** START OF Records shown **

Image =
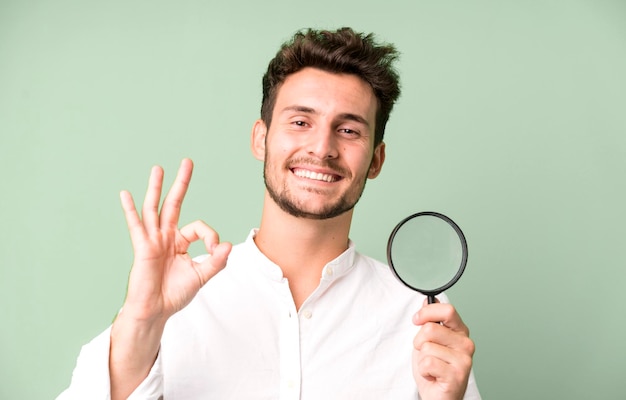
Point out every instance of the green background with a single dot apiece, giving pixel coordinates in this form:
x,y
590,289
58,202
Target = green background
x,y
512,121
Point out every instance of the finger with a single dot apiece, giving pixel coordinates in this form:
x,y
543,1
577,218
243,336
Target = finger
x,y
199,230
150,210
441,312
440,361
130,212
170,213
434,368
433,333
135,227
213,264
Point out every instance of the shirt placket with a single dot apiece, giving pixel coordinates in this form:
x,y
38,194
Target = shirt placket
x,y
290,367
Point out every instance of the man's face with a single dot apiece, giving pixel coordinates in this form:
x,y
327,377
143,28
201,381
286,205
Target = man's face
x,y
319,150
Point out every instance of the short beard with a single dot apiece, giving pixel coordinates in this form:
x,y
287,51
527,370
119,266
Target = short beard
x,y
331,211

** END OF Records shown **
** START OF Records shown **

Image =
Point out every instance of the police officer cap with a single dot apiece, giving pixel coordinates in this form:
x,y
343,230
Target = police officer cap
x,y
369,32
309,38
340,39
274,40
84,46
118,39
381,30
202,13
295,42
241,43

** END OF Records shown **

Count the lines above that contain the word "officer", with capitalization counting. Give only the number.

**The response:** 2